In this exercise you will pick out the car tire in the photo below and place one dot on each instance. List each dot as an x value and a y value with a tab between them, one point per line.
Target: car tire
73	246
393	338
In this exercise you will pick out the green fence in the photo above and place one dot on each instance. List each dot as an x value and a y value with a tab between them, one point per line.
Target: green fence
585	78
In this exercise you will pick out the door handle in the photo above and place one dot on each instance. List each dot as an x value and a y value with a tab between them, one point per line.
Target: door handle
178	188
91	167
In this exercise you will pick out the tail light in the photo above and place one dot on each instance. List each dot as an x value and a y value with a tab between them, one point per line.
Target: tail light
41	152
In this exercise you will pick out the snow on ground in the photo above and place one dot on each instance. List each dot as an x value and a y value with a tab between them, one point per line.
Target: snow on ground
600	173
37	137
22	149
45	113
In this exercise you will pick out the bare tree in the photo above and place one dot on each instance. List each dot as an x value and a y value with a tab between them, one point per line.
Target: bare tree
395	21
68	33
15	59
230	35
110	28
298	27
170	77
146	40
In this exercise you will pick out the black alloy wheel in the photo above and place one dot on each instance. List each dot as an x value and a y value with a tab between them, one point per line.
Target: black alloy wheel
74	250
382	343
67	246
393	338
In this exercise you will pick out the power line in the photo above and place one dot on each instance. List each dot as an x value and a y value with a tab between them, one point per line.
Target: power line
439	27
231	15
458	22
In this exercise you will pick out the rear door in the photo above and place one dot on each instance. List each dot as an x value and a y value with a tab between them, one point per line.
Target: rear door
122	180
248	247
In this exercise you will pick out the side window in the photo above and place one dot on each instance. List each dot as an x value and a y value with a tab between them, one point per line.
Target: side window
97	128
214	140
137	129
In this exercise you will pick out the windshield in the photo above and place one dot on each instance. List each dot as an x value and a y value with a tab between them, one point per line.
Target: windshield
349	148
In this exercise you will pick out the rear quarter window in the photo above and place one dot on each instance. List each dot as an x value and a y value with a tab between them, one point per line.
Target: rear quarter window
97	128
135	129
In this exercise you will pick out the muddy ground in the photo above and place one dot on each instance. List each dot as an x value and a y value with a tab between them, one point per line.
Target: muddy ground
· · · · ·
### Task
Please reproduce the material between the line holding "In this exercise you will pick out the rear door" and the end of the material, inclusive, with every other line unchanged and each coordinate value shifted by -35.

### In response
In this exercise you will pick out the rear door in the photo above and place one dot on each instance. List each dot as an x value and a y value with a tab between them, one point per line.
Target: rear door
87	145
213	212
In this exercise you will pick out the side window in the photo above and place one dot on each instance. List each dot as an x value and a y value with a tab between them, one point per line.
Target: side window
62	93
179	105
102	94
In this exercise you will pick out the windshield in the photo above and place one dot on each instance. List each dot as an x value and a y value with a tab between them, one point per line.
Target: windshield
314	113
In this exercise you will pick out the rear quarter window in the photo above and place one dot on each instance. List each dot as an x value and a y value with a tab between them, one point per line.
Target: rear quarter window
62	93
100	94
In this exercise you will pick out the muddy ground in the photo above and place one dot on each instance. List each dot as an x value and a y value with a tab between them, one point per line.
Target: muddy ground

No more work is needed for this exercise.